Available data:
————
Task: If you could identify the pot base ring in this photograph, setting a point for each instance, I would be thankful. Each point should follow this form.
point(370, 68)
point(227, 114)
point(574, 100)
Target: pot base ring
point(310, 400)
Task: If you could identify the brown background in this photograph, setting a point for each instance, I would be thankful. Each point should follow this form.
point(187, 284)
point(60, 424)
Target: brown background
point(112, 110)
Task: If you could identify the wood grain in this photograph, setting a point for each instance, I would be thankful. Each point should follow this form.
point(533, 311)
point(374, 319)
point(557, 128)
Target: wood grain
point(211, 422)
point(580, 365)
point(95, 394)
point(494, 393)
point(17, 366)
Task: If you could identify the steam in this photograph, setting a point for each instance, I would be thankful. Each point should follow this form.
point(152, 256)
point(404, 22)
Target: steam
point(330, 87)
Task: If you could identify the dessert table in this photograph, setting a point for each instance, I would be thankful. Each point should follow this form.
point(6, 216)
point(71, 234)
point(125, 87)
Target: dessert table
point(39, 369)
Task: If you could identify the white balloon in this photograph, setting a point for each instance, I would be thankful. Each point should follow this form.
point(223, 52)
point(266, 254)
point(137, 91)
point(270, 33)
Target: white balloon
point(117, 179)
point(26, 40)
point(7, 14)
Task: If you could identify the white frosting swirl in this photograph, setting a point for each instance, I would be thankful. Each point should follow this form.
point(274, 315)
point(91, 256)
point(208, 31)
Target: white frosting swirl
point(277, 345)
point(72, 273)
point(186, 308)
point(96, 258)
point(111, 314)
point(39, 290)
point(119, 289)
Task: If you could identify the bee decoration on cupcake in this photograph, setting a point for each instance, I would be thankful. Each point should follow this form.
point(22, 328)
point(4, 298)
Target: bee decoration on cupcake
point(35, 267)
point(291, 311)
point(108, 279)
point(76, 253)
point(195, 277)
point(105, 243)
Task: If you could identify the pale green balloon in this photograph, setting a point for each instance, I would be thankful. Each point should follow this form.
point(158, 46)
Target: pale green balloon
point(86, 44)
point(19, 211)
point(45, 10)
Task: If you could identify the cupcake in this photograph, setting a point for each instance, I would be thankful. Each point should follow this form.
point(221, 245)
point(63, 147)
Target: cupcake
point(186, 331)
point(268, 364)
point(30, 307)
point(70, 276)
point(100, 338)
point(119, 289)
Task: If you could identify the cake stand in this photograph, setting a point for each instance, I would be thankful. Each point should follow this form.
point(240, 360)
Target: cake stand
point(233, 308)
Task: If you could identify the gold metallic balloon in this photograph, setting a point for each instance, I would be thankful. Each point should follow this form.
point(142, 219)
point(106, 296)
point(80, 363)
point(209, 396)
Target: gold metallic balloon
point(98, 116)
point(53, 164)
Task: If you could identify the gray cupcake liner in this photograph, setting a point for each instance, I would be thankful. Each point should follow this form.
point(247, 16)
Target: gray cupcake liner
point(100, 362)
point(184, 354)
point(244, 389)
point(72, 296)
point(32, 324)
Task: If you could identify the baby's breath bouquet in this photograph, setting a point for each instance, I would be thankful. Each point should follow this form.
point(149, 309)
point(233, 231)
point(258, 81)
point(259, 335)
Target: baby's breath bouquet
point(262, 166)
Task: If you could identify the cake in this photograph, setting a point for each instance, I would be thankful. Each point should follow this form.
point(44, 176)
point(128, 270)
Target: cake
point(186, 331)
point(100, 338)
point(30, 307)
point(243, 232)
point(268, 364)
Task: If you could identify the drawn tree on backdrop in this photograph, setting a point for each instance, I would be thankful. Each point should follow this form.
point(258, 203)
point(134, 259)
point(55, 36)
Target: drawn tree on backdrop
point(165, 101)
————
Nothing in the records may be left out; transcribe all of them exactly.

Task: If you could identify the pot base ring in this photograph, setting a point for each instance, I would be thankful. Each point should follow this form.
point(370, 68)
point(227, 114)
point(574, 100)
Target: pot base ring
point(310, 400)
Task: If you could identify the brown background in this photograph, setting a point for each instance, I would be thankful. Each point should follow this form.
point(187, 284)
point(60, 424)
Target: brown background
point(112, 110)
Task: If you could identify the wood grain in this photograph, setting a point for each instance, I would be thankful. Each point should follow this form.
point(533, 311)
point(374, 319)
point(557, 128)
Target: wood grain
point(211, 422)
point(580, 365)
point(95, 394)
point(494, 393)
point(17, 366)
Task: If you could identify the steam in this photograph, setting a point for each instance, I would be thankful. Each point should follow this form.
point(152, 256)
point(404, 22)
Target: steam
point(330, 87)
Task: If you could identify the dessert table in this photograph, setting a point for each instance, I would be thankful. Each point should follow this form.
point(6, 216)
point(71, 234)
point(125, 87)
Target: dessert table
point(39, 369)
Task: If you could identify the white balloon in this photograph, setting a point for each instance, I would be thankful. Each point should follow this form.
point(223, 52)
point(266, 254)
point(137, 91)
point(270, 33)
Target: white balloon
point(117, 179)
point(26, 40)
point(7, 14)
Task: If you could identify the white frosting swirl in this photograph, setting a point for each instance, I would be thankful. Each point should follow this form.
point(274, 315)
point(91, 256)
point(208, 31)
Target: white frosting swirl
point(277, 345)
point(72, 273)
point(186, 308)
point(96, 258)
point(111, 314)
point(39, 290)
point(119, 289)
Task: If you could identify the bee decoration on cupcake in this photograph, setting a point for each instance, I would be thankful. Each point should follow this form.
point(22, 328)
point(4, 298)
Target: bee decoration on cupcake
point(35, 267)
point(291, 311)
point(108, 279)
point(76, 253)
point(195, 277)
point(105, 243)
Task: If you could identify the pale green balloon in this photograph, setting a point for each instance, I would be thankful. Each point should follow this form.
point(158, 46)
Target: pale green balloon
point(86, 44)
point(19, 211)
point(45, 10)
Task: If you could identify the cupcake in this photograph, setting a point for each instance, I would be thankful. Each point should follow this form.
point(221, 245)
point(63, 147)
Target: cupcake
point(186, 331)
point(268, 364)
point(30, 307)
point(70, 276)
point(100, 338)
point(119, 289)
Task: If you could identify the cake stand in this photograph, setting a point for each instance, I would be thankful. Each point should follow this form.
point(240, 360)
Target: cake stand
point(233, 308)
Task: If you could identify the gold metallic balloon in this photograph, setting a point for each instance, I would be thankful. Each point should follow this form.
point(142, 219)
point(106, 296)
point(80, 363)
point(209, 396)
Target: gold metallic balloon
point(98, 116)
point(53, 164)
Task: If you could identify the gray cupcake liner in this photograph, setting a point for each instance, I would be thankful. Each point should follow this form.
point(247, 16)
Target: gray cupcake liner
point(100, 362)
point(184, 354)
point(244, 389)
point(72, 296)
point(32, 324)
Task: If you could identify the baby's breath bouquet in this photograph, setting a point for each instance, I would be thankful. Each point should follow this form.
point(149, 309)
point(233, 231)
point(258, 81)
point(259, 335)
Target: baby's breath bouquet
point(262, 166)
Task: If you could identify the cake in this photograph, setting a point for each instance, I would be thankful. Each point should follow this form.
point(44, 176)
point(128, 270)
Target: cake
point(186, 331)
point(100, 338)
point(30, 307)
point(243, 232)
point(268, 364)
Task: If you could identify the drawn tree on backdrop in this photograph, setting a point for each instance, I would be thankful. Each point should follow this form.
point(258, 203)
point(134, 259)
point(55, 36)
Target: drawn tree on backdrop
point(165, 101)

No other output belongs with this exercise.